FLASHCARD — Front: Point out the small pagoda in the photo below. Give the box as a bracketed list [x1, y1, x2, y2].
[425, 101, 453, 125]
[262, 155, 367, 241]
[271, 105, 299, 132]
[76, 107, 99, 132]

──────────────────────────────

Instructions to follow – Reprint the items with "small pagoda" switched to "little pagoda" and everything else left as is.

Answer to this exercise –
FLASHCARD — Front: Point out the little pagoda in the photo below. Give the box as a bracketed list [x1, y1, x2, y2].
[425, 101, 453, 125]
[262, 155, 367, 241]
[271, 105, 299, 132]
[76, 107, 99, 132]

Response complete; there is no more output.